WORK REQUIRED
Please return only the lines from the one holding "[ ] a keypoint on each instance of the plant" through the one holding "[ ] a keypoint on each instance of the utility", exactly as they appear in the records below, both ends included.

Segment Start: SOURCE MATERIAL

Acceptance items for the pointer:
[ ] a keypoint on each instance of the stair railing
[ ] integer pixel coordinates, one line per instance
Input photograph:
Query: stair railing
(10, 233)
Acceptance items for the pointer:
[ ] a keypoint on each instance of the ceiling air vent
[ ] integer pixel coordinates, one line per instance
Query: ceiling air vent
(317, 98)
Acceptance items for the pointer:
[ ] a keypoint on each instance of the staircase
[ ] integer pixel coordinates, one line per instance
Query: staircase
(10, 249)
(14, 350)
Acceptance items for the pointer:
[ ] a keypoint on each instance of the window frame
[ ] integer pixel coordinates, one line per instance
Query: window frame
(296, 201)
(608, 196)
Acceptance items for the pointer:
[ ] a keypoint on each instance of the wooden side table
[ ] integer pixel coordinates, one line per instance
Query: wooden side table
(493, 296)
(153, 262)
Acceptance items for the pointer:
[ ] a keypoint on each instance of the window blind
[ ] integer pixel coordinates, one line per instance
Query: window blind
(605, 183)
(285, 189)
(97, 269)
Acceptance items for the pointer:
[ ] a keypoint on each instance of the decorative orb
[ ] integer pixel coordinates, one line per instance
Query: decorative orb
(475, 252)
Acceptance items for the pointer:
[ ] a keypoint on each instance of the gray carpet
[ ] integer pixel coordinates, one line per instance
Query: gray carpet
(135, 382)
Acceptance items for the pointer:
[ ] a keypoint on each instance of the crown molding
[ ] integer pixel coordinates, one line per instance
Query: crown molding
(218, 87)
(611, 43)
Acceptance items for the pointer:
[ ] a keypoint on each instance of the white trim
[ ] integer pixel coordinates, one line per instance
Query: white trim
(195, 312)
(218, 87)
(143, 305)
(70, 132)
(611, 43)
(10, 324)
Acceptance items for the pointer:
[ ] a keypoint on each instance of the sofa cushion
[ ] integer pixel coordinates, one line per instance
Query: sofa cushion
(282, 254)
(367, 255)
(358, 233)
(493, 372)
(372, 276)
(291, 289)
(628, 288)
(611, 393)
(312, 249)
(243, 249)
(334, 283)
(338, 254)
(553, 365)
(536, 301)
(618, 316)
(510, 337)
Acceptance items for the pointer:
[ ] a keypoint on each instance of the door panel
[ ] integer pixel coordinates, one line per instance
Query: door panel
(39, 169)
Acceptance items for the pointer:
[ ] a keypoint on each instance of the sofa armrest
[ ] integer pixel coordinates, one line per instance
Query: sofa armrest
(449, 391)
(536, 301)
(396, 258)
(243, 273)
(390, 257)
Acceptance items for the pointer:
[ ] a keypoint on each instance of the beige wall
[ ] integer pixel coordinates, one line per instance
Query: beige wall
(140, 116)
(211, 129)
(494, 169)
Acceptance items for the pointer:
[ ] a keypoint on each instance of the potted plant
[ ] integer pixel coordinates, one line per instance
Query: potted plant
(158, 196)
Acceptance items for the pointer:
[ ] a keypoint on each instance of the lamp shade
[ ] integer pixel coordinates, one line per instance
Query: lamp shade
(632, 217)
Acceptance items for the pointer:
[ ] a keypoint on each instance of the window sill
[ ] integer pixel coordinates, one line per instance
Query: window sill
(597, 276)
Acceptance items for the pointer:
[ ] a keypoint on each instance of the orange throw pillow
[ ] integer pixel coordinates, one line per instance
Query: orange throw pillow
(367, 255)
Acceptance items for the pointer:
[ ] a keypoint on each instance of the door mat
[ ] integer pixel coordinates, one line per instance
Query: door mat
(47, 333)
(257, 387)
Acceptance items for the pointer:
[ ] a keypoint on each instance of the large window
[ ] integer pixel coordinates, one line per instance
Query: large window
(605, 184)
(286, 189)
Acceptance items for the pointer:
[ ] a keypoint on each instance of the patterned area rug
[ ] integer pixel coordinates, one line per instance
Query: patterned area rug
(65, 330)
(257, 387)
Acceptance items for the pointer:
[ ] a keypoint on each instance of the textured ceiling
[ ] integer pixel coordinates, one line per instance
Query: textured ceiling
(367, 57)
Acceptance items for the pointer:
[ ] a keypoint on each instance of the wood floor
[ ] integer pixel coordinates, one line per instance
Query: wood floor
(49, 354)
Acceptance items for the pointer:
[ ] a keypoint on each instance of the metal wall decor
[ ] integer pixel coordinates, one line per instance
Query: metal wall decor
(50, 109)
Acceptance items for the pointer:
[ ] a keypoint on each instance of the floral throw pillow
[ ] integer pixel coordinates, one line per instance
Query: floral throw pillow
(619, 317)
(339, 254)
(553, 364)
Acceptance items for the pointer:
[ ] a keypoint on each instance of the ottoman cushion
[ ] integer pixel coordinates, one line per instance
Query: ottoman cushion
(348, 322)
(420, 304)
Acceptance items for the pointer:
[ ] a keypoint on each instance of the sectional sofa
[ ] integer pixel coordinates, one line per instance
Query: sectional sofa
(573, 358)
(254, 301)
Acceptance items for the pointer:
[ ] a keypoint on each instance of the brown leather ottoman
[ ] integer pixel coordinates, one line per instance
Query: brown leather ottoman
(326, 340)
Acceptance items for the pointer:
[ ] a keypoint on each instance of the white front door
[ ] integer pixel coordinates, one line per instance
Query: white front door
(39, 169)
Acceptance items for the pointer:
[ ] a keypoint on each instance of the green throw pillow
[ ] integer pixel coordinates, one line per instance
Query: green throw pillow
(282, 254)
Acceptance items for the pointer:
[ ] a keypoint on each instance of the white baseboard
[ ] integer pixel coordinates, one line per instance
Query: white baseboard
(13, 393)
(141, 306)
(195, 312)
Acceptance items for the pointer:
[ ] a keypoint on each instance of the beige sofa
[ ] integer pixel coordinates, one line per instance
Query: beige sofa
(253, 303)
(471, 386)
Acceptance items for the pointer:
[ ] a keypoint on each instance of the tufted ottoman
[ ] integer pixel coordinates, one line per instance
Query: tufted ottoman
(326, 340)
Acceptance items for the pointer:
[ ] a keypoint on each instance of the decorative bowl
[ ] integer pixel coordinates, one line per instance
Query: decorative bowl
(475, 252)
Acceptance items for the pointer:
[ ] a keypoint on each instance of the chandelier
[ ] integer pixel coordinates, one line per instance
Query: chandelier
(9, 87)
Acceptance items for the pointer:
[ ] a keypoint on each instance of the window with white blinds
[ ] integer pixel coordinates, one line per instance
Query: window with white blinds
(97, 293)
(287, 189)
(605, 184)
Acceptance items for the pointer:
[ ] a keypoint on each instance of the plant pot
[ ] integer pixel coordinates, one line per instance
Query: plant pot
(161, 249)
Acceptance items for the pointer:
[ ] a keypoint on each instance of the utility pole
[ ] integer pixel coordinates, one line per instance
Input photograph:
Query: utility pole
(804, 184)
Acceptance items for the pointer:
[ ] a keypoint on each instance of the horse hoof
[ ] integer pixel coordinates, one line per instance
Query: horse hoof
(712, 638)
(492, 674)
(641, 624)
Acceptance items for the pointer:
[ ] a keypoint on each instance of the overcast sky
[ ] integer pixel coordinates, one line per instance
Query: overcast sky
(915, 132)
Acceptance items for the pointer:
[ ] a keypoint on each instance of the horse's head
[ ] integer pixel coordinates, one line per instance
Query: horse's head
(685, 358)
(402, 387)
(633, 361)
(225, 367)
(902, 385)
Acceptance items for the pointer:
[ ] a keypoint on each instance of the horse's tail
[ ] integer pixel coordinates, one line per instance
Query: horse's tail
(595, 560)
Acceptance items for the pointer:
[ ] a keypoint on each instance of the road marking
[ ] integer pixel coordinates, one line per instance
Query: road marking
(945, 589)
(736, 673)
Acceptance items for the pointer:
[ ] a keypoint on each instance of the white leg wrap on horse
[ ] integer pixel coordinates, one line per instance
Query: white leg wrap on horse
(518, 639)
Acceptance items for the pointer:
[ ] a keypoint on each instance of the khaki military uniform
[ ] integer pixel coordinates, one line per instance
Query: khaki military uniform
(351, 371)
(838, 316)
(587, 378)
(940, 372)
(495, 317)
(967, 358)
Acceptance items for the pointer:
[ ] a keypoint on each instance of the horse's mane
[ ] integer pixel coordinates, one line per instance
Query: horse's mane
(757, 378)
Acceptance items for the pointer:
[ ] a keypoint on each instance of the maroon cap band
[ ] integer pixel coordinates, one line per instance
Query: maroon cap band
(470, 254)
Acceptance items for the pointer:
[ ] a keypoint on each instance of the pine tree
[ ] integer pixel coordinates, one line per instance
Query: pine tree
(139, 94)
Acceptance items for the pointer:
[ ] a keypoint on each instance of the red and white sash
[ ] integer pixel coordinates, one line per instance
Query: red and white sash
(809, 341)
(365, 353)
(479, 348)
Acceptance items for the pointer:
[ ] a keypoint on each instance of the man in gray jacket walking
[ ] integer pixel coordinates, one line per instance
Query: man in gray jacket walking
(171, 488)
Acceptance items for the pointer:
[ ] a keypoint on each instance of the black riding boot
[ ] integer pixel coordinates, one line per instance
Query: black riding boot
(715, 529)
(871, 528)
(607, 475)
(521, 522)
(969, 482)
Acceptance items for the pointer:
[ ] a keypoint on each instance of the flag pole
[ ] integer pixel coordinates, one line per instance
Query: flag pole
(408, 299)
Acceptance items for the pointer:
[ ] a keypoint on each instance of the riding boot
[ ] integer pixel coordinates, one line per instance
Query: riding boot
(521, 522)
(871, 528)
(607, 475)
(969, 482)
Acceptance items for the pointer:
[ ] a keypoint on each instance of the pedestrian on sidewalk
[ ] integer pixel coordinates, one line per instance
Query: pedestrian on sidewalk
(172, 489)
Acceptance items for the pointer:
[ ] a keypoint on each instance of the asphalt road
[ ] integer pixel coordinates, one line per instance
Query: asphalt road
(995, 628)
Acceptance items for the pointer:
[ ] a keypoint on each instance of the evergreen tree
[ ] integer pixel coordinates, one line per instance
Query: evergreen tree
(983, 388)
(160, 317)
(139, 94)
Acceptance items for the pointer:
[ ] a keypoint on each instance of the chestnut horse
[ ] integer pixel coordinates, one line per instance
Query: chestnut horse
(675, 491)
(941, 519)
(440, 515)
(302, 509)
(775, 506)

Segment End: SOURCE MATERIAL

EXPECTED ANSWER
[ ] a keypoint on each instance of the plant pot
[ ] integer pixel coordinates, one line per instance
Query: plant pot
(161, 249)
Acceptance items for the pointer:
[ ] a keypoint on each instance of the utility pole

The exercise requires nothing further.